Locate the line with "the rear bumper" in the material. Copy that line and each one after it, through the last, exactly and with nothing else.

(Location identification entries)
----------------------------------------

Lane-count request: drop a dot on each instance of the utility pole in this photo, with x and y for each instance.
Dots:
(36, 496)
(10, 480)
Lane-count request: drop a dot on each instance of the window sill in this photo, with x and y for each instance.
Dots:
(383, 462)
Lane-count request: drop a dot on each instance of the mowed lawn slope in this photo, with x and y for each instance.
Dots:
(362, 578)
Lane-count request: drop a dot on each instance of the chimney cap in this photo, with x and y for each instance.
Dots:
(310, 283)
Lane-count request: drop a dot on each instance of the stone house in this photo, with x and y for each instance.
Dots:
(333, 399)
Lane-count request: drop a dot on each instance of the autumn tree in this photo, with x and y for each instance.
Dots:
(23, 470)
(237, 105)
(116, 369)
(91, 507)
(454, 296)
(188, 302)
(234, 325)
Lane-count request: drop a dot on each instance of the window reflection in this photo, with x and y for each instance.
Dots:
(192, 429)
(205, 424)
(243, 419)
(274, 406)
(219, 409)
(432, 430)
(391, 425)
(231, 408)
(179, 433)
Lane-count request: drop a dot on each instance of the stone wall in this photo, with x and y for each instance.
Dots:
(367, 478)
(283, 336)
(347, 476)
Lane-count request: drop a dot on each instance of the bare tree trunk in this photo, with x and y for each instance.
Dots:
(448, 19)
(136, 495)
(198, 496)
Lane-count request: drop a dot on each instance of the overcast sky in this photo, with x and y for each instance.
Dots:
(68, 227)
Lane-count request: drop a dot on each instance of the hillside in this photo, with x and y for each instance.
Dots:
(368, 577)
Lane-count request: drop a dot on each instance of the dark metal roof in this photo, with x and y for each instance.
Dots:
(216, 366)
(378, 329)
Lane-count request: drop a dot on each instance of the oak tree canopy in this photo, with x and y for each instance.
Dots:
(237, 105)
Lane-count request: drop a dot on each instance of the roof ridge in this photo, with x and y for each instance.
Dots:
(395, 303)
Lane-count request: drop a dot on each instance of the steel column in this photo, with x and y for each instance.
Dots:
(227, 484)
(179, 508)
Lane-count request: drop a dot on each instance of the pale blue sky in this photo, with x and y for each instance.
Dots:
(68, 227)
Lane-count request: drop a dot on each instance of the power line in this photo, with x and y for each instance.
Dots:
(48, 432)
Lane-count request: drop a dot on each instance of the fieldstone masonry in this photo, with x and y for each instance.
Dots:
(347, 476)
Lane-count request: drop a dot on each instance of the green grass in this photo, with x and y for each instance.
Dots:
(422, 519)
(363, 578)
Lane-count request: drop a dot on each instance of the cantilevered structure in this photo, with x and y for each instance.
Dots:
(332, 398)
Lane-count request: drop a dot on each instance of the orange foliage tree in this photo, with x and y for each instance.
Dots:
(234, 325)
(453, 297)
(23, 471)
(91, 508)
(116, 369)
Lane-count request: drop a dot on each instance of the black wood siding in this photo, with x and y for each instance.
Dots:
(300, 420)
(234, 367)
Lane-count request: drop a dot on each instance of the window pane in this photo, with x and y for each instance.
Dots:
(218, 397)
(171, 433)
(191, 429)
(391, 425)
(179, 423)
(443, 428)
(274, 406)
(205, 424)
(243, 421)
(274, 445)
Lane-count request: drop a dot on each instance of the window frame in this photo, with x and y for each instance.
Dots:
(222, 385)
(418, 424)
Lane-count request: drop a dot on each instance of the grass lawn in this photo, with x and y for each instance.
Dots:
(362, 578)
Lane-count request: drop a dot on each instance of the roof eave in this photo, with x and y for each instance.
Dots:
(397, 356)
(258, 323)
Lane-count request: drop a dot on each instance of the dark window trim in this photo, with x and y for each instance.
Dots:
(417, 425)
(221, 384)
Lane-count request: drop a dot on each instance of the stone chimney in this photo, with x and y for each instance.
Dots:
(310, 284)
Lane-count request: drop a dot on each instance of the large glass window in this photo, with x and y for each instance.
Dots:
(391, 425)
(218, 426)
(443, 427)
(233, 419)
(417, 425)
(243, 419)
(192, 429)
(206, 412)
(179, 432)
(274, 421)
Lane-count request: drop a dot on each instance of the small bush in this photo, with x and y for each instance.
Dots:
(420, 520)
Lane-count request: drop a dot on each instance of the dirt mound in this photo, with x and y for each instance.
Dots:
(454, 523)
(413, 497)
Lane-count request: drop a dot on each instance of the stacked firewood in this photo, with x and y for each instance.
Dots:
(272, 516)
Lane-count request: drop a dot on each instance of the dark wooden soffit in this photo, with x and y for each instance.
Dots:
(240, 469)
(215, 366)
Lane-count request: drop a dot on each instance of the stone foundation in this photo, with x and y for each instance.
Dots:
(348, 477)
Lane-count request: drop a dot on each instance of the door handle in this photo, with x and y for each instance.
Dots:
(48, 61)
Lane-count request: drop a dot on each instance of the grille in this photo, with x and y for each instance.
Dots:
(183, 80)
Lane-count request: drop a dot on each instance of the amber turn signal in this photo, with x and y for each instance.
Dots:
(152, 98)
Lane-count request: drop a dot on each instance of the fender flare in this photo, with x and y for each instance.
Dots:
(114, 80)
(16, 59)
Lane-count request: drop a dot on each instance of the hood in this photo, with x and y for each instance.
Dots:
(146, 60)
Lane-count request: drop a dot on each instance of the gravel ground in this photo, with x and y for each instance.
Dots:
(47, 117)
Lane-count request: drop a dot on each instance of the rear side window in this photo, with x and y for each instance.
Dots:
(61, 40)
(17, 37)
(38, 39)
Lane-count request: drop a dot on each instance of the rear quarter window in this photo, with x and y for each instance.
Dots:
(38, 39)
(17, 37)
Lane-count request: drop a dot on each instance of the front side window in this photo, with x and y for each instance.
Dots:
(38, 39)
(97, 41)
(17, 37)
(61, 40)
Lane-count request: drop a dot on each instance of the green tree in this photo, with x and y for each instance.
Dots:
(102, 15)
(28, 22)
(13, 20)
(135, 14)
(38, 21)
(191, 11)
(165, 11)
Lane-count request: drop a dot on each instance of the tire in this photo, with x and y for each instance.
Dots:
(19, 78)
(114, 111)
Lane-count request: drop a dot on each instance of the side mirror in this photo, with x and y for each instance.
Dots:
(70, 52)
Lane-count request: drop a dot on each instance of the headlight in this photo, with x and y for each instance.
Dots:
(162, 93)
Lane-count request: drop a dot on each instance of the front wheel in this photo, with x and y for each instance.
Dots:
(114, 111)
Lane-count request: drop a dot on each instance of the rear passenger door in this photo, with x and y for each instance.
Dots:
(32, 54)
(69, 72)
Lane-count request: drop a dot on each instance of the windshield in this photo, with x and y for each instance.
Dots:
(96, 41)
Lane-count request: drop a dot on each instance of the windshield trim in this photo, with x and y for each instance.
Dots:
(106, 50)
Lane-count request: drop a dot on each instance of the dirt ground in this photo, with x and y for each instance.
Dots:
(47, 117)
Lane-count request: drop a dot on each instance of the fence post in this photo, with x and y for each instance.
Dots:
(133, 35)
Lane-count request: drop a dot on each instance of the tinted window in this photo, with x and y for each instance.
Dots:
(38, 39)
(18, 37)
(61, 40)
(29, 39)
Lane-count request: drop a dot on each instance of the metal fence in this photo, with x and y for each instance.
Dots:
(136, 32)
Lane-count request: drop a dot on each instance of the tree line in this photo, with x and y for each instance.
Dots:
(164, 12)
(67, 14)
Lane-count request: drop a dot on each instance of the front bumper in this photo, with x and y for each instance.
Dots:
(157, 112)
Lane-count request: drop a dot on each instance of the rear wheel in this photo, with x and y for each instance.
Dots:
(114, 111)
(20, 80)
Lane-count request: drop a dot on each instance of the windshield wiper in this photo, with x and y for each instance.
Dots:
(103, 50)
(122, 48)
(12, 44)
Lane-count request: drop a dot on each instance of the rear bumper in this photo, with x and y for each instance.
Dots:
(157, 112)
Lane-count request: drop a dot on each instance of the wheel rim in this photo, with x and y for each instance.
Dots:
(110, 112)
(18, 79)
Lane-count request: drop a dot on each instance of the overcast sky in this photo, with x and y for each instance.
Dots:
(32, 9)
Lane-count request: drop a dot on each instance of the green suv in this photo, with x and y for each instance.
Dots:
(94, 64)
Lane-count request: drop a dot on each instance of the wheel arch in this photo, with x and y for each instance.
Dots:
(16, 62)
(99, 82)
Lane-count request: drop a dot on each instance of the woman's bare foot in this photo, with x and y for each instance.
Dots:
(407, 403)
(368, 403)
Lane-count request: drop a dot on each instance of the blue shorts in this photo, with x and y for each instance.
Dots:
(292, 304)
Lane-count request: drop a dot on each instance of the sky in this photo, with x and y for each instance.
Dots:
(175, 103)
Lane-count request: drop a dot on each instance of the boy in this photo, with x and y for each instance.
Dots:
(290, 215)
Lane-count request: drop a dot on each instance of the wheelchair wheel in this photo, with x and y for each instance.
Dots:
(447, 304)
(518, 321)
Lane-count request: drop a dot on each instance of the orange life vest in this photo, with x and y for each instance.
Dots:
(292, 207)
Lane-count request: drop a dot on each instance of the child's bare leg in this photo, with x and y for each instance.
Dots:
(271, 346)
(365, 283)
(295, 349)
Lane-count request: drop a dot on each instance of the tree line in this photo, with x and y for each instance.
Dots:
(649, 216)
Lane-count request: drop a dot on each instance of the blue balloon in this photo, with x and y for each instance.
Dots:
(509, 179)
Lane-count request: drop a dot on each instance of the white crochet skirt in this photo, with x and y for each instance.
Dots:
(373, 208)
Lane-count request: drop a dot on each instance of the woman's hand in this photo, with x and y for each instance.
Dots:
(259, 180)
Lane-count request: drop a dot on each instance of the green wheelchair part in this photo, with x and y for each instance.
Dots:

----------------------------------------

_Output of the task:_
Lane-count request: drop a dot on each instance of the rear bumper in this photo, with x and y for each instance.
Dots:
(157, 112)
Lane-count request: drop a dot on each instance of the wheel rim in this photo, with x and y for each instance.
Dots:
(110, 112)
(18, 79)
Lane-count request: drop a dot on each instance of the overcast sky in this photo, with x and y for each instance.
Dots:
(32, 9)
Lane-count request: drop a dot on each instance of the green suv in this photo, with x and y for each instance.
Dots:
(94, 64)
Lane-count request: drop a dot on each instance of the wheel arch in this photo, with x and y for each instance.
Dots:
(16, 62)
(99, 82)
Lane-count request: drop a dot on each instance of the woman's bare foot in this photo, with x and y for each instance.
Dots:
(407, 403)
(368, 403)
Lane-count request: drop a dot on each instance of the blue shorts in this photo, with x and y for each instance.
Dots:
(292, 304)
Lane-count request: drop a dot on each instance of the sky in this photo, with x and y for each instance.
Dots:
(175, 103)
Lane-count request: drop a dot on each instance of the boy in this photo, with x and y for each instance.
Dots:
(290, 215)
Lane-count request: drop a dot on each instance of the wheelchair wheel in this photo, with x and y for each instance.
Dots:
(447, 304)
(518, 321)
Lane-count request: drop a dot on each instance of the orange life vest in this photo, with x and y for each instance.
Dots:
(292, 207)
Lane-count request: drop a dot on each instance of the child's bare leg in this photo, with x and y for each instance.
Dots:
(271, 346)
(365, 283)
(295, 349)
Lane-count request: drop a dot on each instance of the tree line in this photo, with x and y for each instance.
Dots:
(649, 216)
Lane-count request: drop a dot on each instance of the blue balloon in this photo, with x and y for each instance.
Dots:
(509, 179)
Lane-count request: drop a dot on each instance of the white crochet skirt in this photo, with x and y for each instance.
Dots:
(373, 208)
Lane-count request: drop a dot on each instance of the woman's hand in this photo, with x and y for each instance.
Dots:
(259, 180)
Lane-count request: drop a dot on each instance of the green wheelchair part in this photo, with x and y for each instance.
Dots:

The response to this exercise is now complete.